Work instructions → Below are records; write all of them out exactly.

Supplied records →
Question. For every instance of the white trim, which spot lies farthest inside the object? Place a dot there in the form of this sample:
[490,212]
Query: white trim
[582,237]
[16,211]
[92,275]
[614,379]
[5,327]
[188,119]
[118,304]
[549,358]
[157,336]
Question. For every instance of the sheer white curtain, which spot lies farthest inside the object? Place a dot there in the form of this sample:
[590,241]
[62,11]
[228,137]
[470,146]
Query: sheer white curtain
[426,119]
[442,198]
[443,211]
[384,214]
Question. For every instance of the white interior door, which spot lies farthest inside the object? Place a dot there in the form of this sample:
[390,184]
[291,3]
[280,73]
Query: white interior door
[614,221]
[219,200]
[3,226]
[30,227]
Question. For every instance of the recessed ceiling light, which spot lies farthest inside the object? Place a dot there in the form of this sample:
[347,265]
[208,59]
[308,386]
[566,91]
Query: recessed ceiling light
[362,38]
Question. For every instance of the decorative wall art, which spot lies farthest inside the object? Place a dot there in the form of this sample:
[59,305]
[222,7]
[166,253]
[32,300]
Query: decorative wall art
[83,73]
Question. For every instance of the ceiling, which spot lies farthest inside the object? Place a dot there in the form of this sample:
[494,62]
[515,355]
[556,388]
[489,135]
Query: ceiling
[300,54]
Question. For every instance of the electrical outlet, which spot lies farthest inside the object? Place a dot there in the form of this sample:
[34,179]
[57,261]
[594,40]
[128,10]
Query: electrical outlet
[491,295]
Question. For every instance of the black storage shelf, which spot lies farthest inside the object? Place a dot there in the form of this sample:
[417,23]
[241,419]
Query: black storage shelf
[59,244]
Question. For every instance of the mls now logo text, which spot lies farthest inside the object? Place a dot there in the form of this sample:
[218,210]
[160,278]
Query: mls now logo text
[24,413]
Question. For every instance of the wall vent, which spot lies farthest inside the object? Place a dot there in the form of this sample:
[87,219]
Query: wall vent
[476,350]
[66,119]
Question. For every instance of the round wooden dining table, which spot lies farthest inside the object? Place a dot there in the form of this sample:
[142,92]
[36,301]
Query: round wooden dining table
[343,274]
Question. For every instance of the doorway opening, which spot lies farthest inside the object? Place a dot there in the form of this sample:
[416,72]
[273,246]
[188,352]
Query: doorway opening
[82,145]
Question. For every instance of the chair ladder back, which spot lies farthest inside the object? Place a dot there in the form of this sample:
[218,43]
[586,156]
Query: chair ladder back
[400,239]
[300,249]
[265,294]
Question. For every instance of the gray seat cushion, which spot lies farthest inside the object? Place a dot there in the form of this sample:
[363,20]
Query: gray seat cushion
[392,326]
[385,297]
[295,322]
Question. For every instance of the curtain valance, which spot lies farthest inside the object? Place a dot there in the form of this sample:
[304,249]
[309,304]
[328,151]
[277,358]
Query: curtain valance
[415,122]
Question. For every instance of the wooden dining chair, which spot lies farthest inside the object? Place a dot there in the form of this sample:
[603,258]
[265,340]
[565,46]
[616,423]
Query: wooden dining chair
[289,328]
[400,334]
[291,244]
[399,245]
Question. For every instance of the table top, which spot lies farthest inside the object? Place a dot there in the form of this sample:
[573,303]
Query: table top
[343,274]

Output for this exercise →
Question. For every instance of the white trim, which spot lies farthest inside the object? Place a dot there in the form of this sample:
[490,212]
Query: white trim
[582,237]
[16,211]
[92,275]
[614,379]
[5,327]
[188,119]
[118,304]
[549,358]
[157,336]
Question. For every instance of the sheer white curtain, which spot lies farthest inside the object? Place a dot there in the form of this sample:
[590,241]
[62,11]
[228,137]
[470,146]
Query: sheer white curtain
[426,119]
[442,198]
[443,211]
[384,214]
Question. For every instance of the white interior door, which spot lies farthest inside the object? Place a dot there in the form of this sample:
[390,184]
[291,3]
[280,73]
Query: white interior door
[614,221]
[219,200]
[3,226]
[30,227]
Question. For every instance of the recessed ceiling light, which spot lies farthest inside the object? Place a dot there in the form of this sample:
[347,265]
[208,59]
[308,386]
[566,91]
Query: recessed ceiling light
[362,38]
Question. For every instance of the decorative wall art, which spot lies farthest inside the object? Place a dot there in the form of this sample:
[59,305]
[222,7]
[166,253]
[32,300]
Query: decorative wall art
[83,73]
Question. For every instance of the ceiling, which spot lies farthest inside the object? Place a dot there in the form of this sample:
[494,62]
[515,355]
[556,388]
[489,135]
Query: ceiling
[300,54]
Question. For every instance of the electrical outlet, which spot lies farthest inside the object? Place a dot there in the form of this sample:
[34,179]
[57,261]
[594,40]
[128,10]
Query: electrical outlet
[491,295]
Question. For every instance of the black storage shelf, which spot lies farthest inside the object? Place a dot there in the form of this sample:
[417,23]
[241,419]
Query: black storage shelf
[59,244]
Question. For every instance of the mls now logo text, which spot lies farthest inside the object? Place a dot there in the form of this sample:
[218,210]
[160,278]
Query: mls now logo text
[24,413]
Question. For every instance of the wall vent, which spot lies farthest inside the object? Place a dot there in the form of this sample:
[87,219]
Query: wall vent
[476,350]
[66,119]
Question. For every instance of the round wooden dining table, which spot lies farthest inside the object? Place a dot there in the form of this sample:
[142,92]
[36,301]
Query: round wooden dining table
[343,274]
Question. For every instance of the doorway opening, which spot lies farthest inside the object? Place a dot there in the form of this sample:
[416,72]
[273,246]
[188,352]
Query: doorway opening
[82,145]
Question. For every instance of the chair ladder back, which spot lies farthest inside the object? Place a dot there in the form of this sample:
[218,43]
[586,156]
Query: chair ladder back
[400,239]
[300,249]
[265,294]
Question. For every instance of the gray seat cushion, which spot lies farthest inside the object? Place a dot there in the form of this sample:
[363,20]
Query: gray seat cushion
[392,326]
[385,297]
[295,322]
Question. For every instance of the curtain valance, which spot lies farthest inside the object? Place a dot there in the form of this sample:
[304,249]
[309,304]
[328,151]
[277,358]
Query: curtain valance
[415,122]
Question. For every instance of the wooden dining chair, which spot lies farthest inside the object? Place a dot there in the form of this sample:
[603,258]
[265,340]
[565,46]
[616,423]
Query: wooden dining chair
[289,328]
[400,334]
[291,244]
[399,245]
Question. For every instance of the table top, which spot lies farthest inside the object? Place a dot there in the form of this sample:
[573,303]
Query: table top
[343,274]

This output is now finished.